Transcription task. Write out each entry verbatim and exclude any image.

(Natural language region descriptions)
*****

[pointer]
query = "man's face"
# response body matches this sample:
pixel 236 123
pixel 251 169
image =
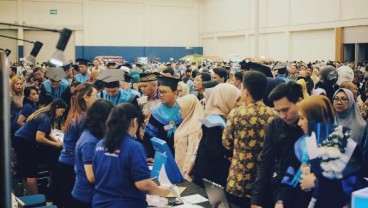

*****

§ OUTPUT FOR THIS TASK
[pointer]
query = "man's face"
# response body matches this sample:
pixel 236 123
pixel 251 169
image =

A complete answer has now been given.